◆ Text excerpt ◆
- - - - - - -
We're going to break from tradition this week and instead of providing a panoply of openings across the country, we're going to point to one opening that has us excited. Or rather two; because Toronto's Soulpepper is being insanely and thrillingly ambitious by presenting the two parts of Tony Kushner's Angels in America in rotation through the summer.
When Angels first hit the boards as a workshop in 1990, the buzz started almost immediately. The moment the published version hit the stands it was widely circulated among theatre people and before long virtually everyone who cared about the art form wanted to see it, do it, or be in it. It was hailed as the best American play since Death of a Salesman. This was particularly odd because it was actually two plays - Millenium Approaches and Perestroika - and together they ran over six hours.
- - - - - - -
Name every play title that appears in the theater preview. None of this depends on the records.

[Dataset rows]
- - - - - - -
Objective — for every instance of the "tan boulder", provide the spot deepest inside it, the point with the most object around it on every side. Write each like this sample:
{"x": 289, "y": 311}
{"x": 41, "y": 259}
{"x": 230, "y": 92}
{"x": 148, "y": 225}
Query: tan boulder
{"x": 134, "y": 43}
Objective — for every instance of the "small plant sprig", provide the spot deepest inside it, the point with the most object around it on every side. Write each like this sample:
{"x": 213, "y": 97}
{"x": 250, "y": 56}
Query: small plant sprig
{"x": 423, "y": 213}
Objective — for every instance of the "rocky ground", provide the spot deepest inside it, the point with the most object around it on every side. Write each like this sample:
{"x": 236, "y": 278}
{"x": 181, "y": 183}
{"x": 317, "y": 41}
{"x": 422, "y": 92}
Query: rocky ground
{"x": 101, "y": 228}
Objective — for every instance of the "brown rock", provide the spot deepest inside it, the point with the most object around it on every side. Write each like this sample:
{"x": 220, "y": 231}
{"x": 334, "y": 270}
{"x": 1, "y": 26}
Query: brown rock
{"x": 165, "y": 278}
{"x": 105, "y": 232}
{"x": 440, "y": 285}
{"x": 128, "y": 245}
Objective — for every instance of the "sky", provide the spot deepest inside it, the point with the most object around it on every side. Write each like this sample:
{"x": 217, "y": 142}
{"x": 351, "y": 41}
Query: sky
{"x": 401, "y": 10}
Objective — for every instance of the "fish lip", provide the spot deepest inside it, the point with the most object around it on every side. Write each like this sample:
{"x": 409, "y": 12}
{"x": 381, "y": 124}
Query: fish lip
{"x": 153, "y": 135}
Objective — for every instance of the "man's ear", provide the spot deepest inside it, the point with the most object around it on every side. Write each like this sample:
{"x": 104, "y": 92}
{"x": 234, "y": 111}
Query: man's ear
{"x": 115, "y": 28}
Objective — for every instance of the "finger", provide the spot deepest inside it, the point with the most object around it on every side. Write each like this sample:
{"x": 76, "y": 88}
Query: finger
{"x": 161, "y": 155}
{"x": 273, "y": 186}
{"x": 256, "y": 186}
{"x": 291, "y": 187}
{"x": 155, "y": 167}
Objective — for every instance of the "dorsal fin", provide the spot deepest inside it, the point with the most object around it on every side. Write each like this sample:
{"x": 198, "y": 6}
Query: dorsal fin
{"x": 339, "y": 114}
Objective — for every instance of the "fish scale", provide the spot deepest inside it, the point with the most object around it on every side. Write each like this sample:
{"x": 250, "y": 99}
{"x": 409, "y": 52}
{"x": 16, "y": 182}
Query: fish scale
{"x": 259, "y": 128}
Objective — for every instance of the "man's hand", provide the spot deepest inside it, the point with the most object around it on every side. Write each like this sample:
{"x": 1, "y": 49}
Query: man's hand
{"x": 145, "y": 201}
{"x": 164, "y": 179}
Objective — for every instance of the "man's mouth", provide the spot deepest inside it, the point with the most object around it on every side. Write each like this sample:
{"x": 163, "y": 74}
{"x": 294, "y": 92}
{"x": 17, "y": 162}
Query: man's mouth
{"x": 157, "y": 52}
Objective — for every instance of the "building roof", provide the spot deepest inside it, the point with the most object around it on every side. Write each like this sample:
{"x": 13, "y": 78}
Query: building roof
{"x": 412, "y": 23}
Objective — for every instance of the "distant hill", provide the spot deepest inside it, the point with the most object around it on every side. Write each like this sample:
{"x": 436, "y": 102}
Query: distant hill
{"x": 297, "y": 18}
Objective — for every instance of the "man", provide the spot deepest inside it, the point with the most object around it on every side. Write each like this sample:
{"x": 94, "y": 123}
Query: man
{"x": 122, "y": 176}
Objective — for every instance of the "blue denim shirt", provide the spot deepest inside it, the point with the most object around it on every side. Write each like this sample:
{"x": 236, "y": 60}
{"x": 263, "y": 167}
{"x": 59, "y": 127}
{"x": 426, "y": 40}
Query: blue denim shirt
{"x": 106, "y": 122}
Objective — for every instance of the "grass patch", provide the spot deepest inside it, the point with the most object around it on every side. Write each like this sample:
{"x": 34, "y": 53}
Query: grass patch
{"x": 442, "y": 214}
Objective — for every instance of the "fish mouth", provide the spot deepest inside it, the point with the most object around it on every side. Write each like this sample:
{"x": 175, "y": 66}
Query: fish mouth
- - - - - - -
◆ Result ◆
Angels in America, Death of a Salesman, Millenium Approaches, Perestroika